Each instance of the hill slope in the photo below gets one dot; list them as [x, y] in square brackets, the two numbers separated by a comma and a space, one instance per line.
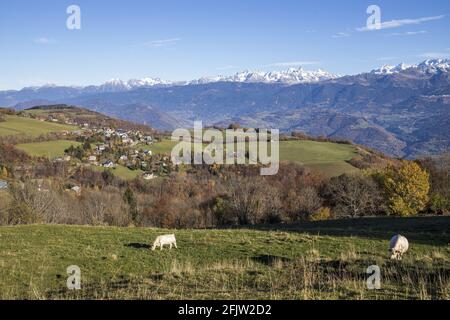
[231, 264]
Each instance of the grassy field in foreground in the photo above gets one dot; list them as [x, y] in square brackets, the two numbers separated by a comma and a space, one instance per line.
[49, 149]
[326, 157]
[324, 260]
[15, 125]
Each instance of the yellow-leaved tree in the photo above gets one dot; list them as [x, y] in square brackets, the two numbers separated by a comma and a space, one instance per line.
[407, 187]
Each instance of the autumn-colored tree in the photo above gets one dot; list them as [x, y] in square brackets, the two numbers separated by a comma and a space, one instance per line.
[407, 188]
[4, 172]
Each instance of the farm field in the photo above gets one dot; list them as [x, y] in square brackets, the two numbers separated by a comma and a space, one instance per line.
[15, 125]
[49, 149]
[326, 157]
[321, 260]
[121, 172]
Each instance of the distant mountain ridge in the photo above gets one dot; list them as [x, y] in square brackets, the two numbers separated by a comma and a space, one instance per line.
[401, 110]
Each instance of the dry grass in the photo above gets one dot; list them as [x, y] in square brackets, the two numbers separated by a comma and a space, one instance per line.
[116, 263]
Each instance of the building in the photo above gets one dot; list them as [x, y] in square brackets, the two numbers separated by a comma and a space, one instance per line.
[108, 164]
[3, 185]
[149, 176]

--------------------------------------------------

_Set problem_
Rewrite the lines of the rows above, from the one containing "Each instance of the building" through the end of the rows, inclusive. Keep the request text as it is, but multiply each point coordinate in the answers by 1.15 and round it to a whole number, with halves rounded up.

_Result_
Each instance of the building in the photo above gets one dot; list them as [x, y] in square brackets, the two numbers separated by a comma and a space, one instance per line.
[124, 189]
[3, 213]
[171, 202]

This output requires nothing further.